[start Records shown]
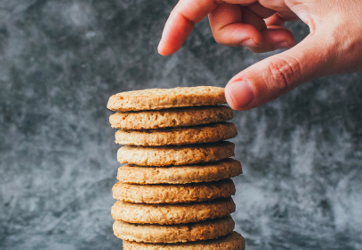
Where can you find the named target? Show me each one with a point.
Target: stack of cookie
(175, 190)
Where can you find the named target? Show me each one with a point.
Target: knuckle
(284, 73)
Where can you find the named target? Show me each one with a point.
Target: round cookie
(171, 194)
(169, 214)
(232, 241)
(151, 99)
(213, 171)
(181, 117)
(205, 230)
(177, 136)
(175, 155)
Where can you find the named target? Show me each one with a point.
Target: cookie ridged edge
(177, 136)
(208, 172)
(155, 99)
(175, 155)
(169, 214)
(171, 194)
(181, 117)
(205, 230)
(232, 241)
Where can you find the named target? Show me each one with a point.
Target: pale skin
(333, 46)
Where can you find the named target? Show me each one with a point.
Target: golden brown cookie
(169, 214)
(214, 171)
(170, 194)
(205, 230)
(151, 99)
(177, 136)
(181, 117)
(232, 241)
(175, 155)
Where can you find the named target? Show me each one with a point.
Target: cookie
(171, 117)
(205, 230)
(175, 155)
(232, 241)
(177, 136)
(169, 214)
(214, 171)
(171, 194)
(154, 99)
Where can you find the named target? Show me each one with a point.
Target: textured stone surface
(60, 61)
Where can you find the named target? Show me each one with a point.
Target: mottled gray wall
(59, 63)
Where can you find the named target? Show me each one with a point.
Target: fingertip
(239, 94)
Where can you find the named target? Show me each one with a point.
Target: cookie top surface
(214, 171)
(206, 230)
(169, 214)
(172, 194)
(175, 155)
(232, 241)
(177, 136)
(154, 99)
(166, 118)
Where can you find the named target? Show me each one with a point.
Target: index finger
(182, 20)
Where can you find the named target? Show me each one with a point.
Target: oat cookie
(214, 171)
(232, 241)
(206, 230)
(171, 194)
(151, 99)
(177, 136)
(181, 117)
(169, 214)
(175, 155)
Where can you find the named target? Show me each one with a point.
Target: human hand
(334, 45)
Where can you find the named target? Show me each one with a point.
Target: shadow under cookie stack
(175, 190)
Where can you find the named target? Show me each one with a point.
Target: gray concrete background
(59, 63)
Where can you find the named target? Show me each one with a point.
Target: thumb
(279, 74)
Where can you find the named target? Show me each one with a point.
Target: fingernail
(282, 45)
(249, 43)
(239, 94)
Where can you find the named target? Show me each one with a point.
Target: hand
(334, 45)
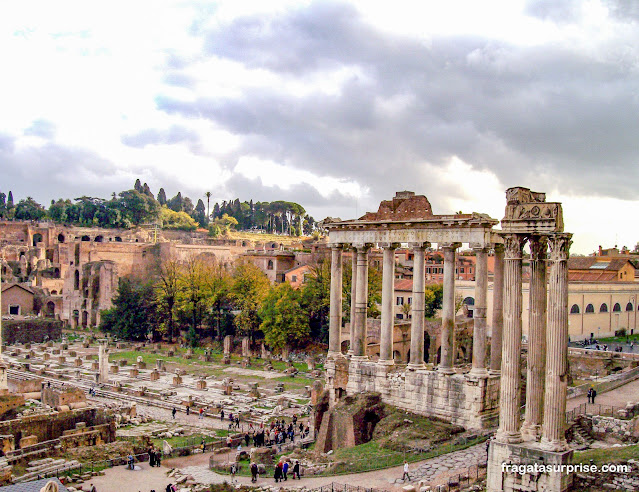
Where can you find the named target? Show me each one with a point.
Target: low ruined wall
(601, 387)
(24, 386)
(31, 330)
(52, 426)
(460, 399)
(623, 429)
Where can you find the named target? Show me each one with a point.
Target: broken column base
(524, 466)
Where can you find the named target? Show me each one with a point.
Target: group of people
(282, 468)
(155, 457)
(277, 433)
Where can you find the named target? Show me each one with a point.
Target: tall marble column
(553, 432)
(417, 308)
(498, 311)
(388, 296)
(335, 318)
(509, 396)
(353, 299)
(479, 313)
(536, 368)
(448, 310)
(361, 302)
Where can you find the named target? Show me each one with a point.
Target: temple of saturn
(492, 388)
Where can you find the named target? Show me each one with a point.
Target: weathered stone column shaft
(498, 310)
(479, 313)
(509, 398)
(353, 299)
(335, 320)
(553, 437)
(448, 310)
(417, 309)
(361, 302)
(388, 315)
(536, 368)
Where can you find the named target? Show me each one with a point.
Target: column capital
(538, 247)
(363, 247)
(559, 246)
(388, 245)
(479, 247)
(450, 245)
(513, 246)
(419, 245)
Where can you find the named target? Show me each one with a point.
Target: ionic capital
(538, 247)
(362, 247)
(389, 245)
(450, 246)
(513, 246)
(419, 245)
(559, 246)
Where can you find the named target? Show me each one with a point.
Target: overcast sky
(335, 105)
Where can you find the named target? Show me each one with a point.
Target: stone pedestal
(517, 467)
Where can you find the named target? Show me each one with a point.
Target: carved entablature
(527, 212)
(405, 205)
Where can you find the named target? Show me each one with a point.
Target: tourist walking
(405, 476)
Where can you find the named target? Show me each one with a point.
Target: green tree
(133, 313)
(284, 320)
(29, 209)
(166, 291)
(248, 289)
(434, 295)
(176, 220)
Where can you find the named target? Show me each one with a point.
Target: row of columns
(359, 299)
(546, 373)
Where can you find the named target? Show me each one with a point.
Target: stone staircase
(581, 437)
(47, 467)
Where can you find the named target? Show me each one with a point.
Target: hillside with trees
(138, 206)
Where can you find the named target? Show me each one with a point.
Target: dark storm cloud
(41, 128)
(539, 116)
(173, 135)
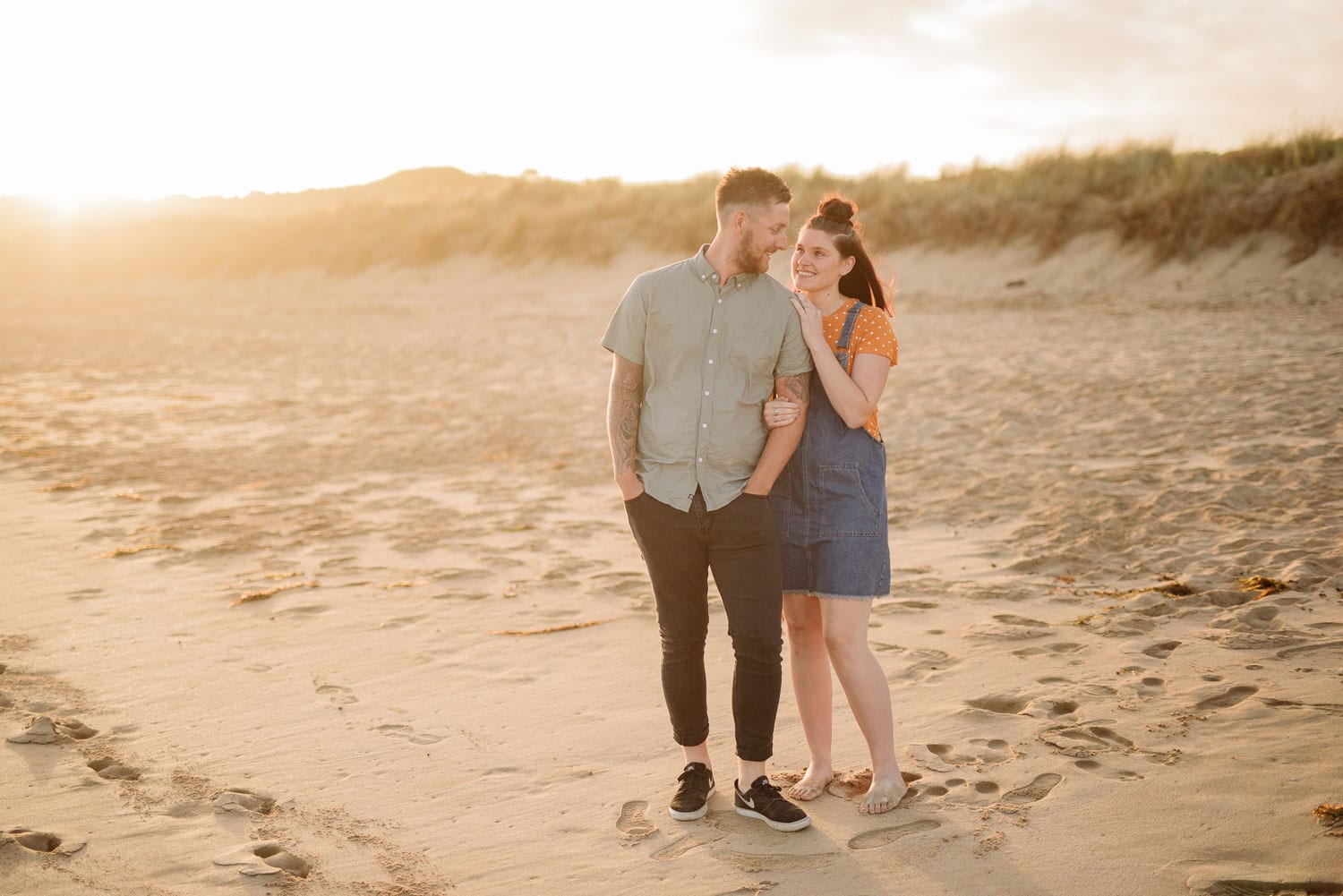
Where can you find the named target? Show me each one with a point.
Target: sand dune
(322, 582)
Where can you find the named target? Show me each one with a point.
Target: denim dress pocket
(846, 511)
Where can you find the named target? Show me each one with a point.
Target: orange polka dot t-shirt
(872, 335)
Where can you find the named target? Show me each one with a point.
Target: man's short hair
(754, 188)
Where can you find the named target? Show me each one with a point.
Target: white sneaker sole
(778, 825)
(692, 815)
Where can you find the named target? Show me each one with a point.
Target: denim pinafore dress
(830, 501)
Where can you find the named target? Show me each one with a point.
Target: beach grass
(1176, 204)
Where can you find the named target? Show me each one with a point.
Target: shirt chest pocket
(754, 351)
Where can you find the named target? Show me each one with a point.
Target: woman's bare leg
(808, 665)
(845, 624)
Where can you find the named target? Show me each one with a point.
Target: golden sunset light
(760, 448)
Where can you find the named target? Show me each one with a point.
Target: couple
(783, 500)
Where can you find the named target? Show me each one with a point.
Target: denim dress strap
(851, 320)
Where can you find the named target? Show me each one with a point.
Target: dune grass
(1174, 203)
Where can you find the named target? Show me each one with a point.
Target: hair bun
(837, 209)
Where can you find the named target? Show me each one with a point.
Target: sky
(148, 98)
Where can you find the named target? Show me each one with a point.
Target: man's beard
(747, 258)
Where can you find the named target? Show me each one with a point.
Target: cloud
(1047, 72)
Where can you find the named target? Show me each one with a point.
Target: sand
(320, 585)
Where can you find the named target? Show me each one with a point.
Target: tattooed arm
(622, 423)
(783, 440)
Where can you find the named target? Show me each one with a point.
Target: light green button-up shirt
(711, 354)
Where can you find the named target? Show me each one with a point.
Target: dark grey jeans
(740, 546)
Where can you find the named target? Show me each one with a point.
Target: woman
(830, 503)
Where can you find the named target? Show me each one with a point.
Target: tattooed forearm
(622, 414)
(794, 387)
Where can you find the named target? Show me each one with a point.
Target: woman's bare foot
(883, 796)
(811, 785)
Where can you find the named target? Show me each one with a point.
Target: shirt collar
(704, 270)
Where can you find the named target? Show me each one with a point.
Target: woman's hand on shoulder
(813, 330)
(781, 411)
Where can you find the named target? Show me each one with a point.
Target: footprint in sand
(1229, 699)
(1006, 704)
(43, 730)
(1162, 651)
(239, 799)
(1115, 774)
(1151, 687)
(113, 770)
(1058, 648)
(945, 758)
(39, 841)
(883, 836)
(408, 734)
(1034, 791)
(265, 858)
(961, 791)
(633, 821)
(338, 695)
(1084, 742)
(681, 845)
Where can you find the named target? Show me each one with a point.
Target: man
(698, 346)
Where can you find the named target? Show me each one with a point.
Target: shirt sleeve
(873, 335)
(625, 333)
(794, 356)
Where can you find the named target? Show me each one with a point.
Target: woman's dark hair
(835, 217)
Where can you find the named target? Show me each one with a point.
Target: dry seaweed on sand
(551, 629)
(125, 551)
(270, 593)
(1330, 815)
(1264, 585)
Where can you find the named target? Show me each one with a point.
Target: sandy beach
(320, 585)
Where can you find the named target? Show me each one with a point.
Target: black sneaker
(692, 797)
(765, 802)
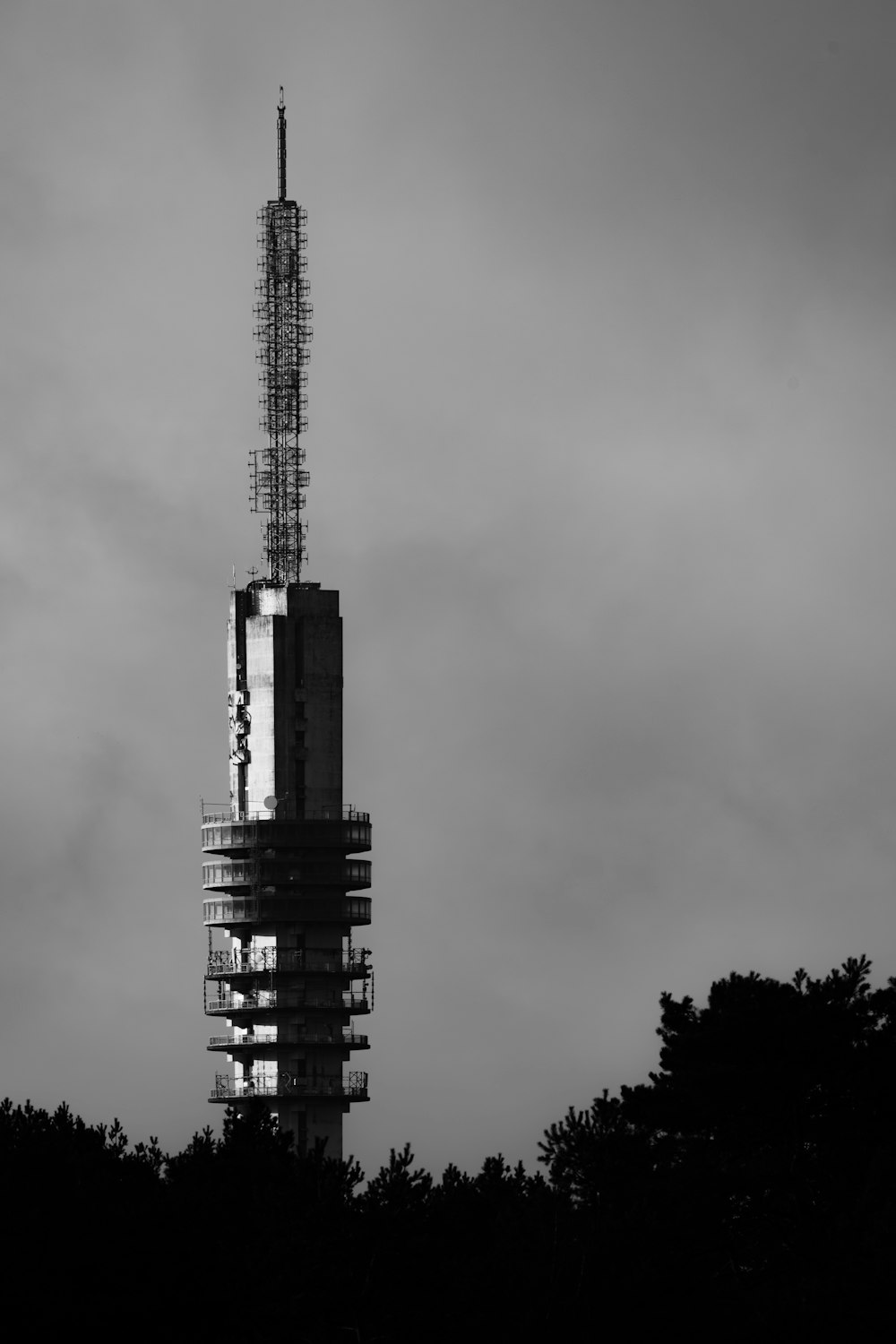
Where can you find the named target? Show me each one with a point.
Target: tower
(281, 875)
[end Records shown]
Exercise description =
The records above must be printed exactly; the pictures stay out.

Reply to the exercise =
Where can you find the named target? Show me each one with a point.
Target: stack of cookie
(175, 190)
Where can you find the named target? Show me each one with a point.
Target: knuckle
(284, 73)
Where can you find the named target? Show me each one with a point.
Target: round cookie
(171, 194)
(169, 214)
(232, 241)
(151, 99)
(213, 171)
(181, 117)
(205, 230)
(177, 136)
(175, 155)
Where can you find the named target? Show me each one with a point.
Target: cookie ridged edge
(177, 136)
(208, 172)
(155, 99)
(175, 155)
(169, 214)
(171, 194)
(181, 117)
(205, 230)
(232, 241)
Where can you find the named target? Show me each one with a point.
Target: pale skin
(333, 46)
Where can you find the named target? Show me each one with a point.
Target: golden brown cookie
(169, 214)
(214, 171)
(170, 194)
(205, 230)
(151, 99)
(177, 136)
(181, 117)
(232, 241)
(175, 155)
Where can you find the named target? Show me each one with a point.
Target: cookie
(171, 117)
(205, 230)
(175, 155)
(232, 241)
(177, 136)
(169, 214)
(214, 171)
(171, 194)
(154, 99)
Where can you find the named target? Show me each one with a point.
Target: textured stone surface
(60, 61)
Where can you find the named target? Show me each one with a point.
Target: mottled gray wall
(59, 63)
Where can you find the named target? Show me each one with a point.
Target: fingertip
(239, 94)
Where can you find the named target? Show me each one with a point.
Target: cookie top surface
(214, 171)
(206, 230)
(169, 214)
(172, 194)
(175, 155)
(232, 241)
(177, 136)
(154, 99)
(166, 118)
Where can you find the named target? Show me each one with a point.
Target: index finger
(182, 20)
Where can you find the named target? Show me each one with a point.
Target: oat cookie
(214, 171)
(232, 241)
(206, 230)
(171, 194)
(151, 99)
(177, 136)
(181, 117)
(169, 214)
(175, 155)
Where can you find the named target? Show me each one with a point.
Target: human hand
(334, 45)
Where can you find the named target? Show me each one with a point.
Target: shadow under cookie stack
(175, 190)
Where can you find the named target? Show me each one with a point.
Target: gray concrete background
(59, 63)
Where can you find the named target? Show me each one with a point.
Target: thumb
(279, 74)
Where can you find the named target? Show me each one with a point.
Target: fingernail
(282, 45)
(249, 43)
(239, 94)
Where can you find the named target? Show me each one with a point.
Target: hand
(334, 45)
Where can you find the named target? Show me each one with a point.
Target: low ruined wall
(601, 387)
(24, 386)
(31, 330)
(52, 426)
(460, 399)
(623, 429)
Where can you find the named target? Show me each one with a point.
Target: broken column base
(524, 466)
Where can you find the named target? Show me each one with a point.
Target: group of people
(282, 468)
(155, 457)
(277, 433)
Where can you find the named target? Show me each one with a point.
Target: tall marble column
(553, 432)
(417, 308)
(498, 311)
(388, 296)
(335, 318)
(509, 396)
(353, 299)
(479, 313)
(536, 368)
(448, 310)
(361, 302)
Where can you find the named target? Show me each one with a point.
Target: temple of saturn
(492, 388)
Where can you find the named target? Show me each one with a point.
Target: weathered stone column shaft
(498, 310)
(479, 313)
(509, 398)
(353, 299)
(335, 320)
(553, 437)
(448, 310)
(417, 309)
(361, 302)
(388, 315)
(536, 368)
Where can you find the named target? Show me each one with a point.
Target: column capital
(538, 247)
(363, 247)
(559, 246)
(388, 245)
(479, 247)
(450, 245)
(513, 246)
(419, 245)
Where can you find the named target? Show me each one with a point.
Target: ionic capital
(538, 247)
(362, 247)
(389, 245)
(450, 246)
(513, 246)
(419, 245)
(559, 246)
Where can you find the named target? Show me each one with a point.
Target: overcast sky
(335, 105)
Where can you find the named target? Show me each one with a point.
Target: stone pedestal
(517, 467)
Where can you find the named target? Show me each one with a point.
Target: carved entablature
(527, 212)
(405, 205)
Where can you find the named target? Show me each one with a point.
Target: tourist walking
(405, 476)
Where can you find the named target? Show me each one with a point.
Target: green tree
(133, 313)
(284, 320)
(29, 209)
(166, 291)
(248, 289)
(434, 295)
(176, 220)
Where can you find the named target? Show me each one with a point.
Target: row of columns
(359, 299)
(546, 373)
Where can you find the named target? Show me each one with a point.
Target: stone staircase
(581, 437)
(47, 467)
Where can you find the named target? Show me each one with a point.
Target: hillside with trees
(138, 206)
Where can you find the named target? Show me each one with a point.
Target: dark storm cloud
(41, 128)
(539, 116)
(173, 135)
Where can you find the named target? Show me each one with a point.
Target: sand dune
(322, 582)
Where can you find the named target? Show me each one with a point.
Target: denim dress pocket
(846, 511)
Where can you find the named target? Show me each one with a point.
Target: orange polka dot t-shirt
(872, 335)
Where can you find the named target? Show me each one with a point.
Target: man's short hair
(754, 188)
Where can you find the named target? Show me each one with a point.
Target: white sneaker sole
(778, 825)
(692, 815)
Where can you find the named target? Show me each one with a point.
Target: denim pinafore dress
(830, 501)
Where can you find the named target? Show me each one with a point.
Target: beach grass
(1176, 204)
Where can you find the named target? Show me each one with a point.
Target: shirt chest pocket
(754, 351)
Where can you find the named target? Show me each one with a point.
Target: woman's bare leg
(808, 665)
(845, 624)
Where can you find the named target? Show me each one with a point.
Target: golden sunset light
(760, 448)
Where can you find the named target? Show me each one with a point.
Target: couple
(783, 500)
Where can you find the named target? Show me each one with a point.
Target: denim dress strap
(851, 320)
Where can you find the named target? Show me each one with a point.
Target: dune grass
(1174, 203)
Where can you find the named target? Show me each one with a point.
Target: hair bun
(837, 209)
Where can you find the named target? Show me each one with a point.
Target: sky
(148, 98)
Where can you find the named target? Show me each one with a point.
Target: man's beard
(747, 258)
Where can you find the named target? Show me each one with a point.
Target: cloud
(1047, 72)
Where can you find the named target? Show me each one with a point.
Target: sand
(320, 585)
Where can you find the named target? Show me each one with a point.
Target: tattooed arm
(622, 423)
(783, 440)
Where can you find the named target? Show me each one with a point.
Target: light green button-up shirt
(711, 354)
Where can you find the named target? Show me each one with a point.
Target: dark grey jeans
(740, 546)
Where can you find the named target? Show me each one with a point.
Target: woman
(830, 503)
Where can you find the named target? Show me each one with a point.
Target: tattooed forearm
(622, 414)
(794, 387)
Where can you find the named target? Show me each one with a point.
Target: woman's bare foot
(883, 796)
(811, 785)
Where can you find the named target? Show me each one with a point.
Target: shirt collar
(704, 270)
Where can you find the named target? Show me each one with a point.
Target: woman's hand on shoulder
(813, 330)
(781, 411)
Where can you find the named target? Show me each one with a point.
Target: footprint in sand
(1229, 699)
(1006, 704)
(43, 730)
(1162, 651)
(239, 799)
(1115, 774)
(1151, 687)
(113, 770)
(1058, 648)
(945, 758)
(39, 841)
(883, 836)
(408, 734)
(1034, 791)
(265, 858)
(961, 791)
(633, 821)
(338, 695)
(1084, 742)
(681, 845)
Where can you find the named target? Show me each one with a point.
Target: man
(698, 346)
Where can you find the named target? Show me each one with a point.
Target: shirt sleeve
(873, 335)
(625, 333)
(794, 356)
Where can you find the named target? Show me each one with a point.
Target: woman's dark hair
(835, 217)
Where can you find the named target? Show me each one with a point.
Target: dry seaweed on sand
(551, 629)
(125, 551)
(270, 593)
(1330, 815)
(1264, 585)
Where can you find the named target? Show me each one with a point.
Target: sandy beach
(320, 585)
Where can you find the named target? Show me each one with a point.
Target: black sneaker
(692, 797)
(765, 802)
Where can you find the named target? Show me each one with a point.
Target: tower
(281, 875)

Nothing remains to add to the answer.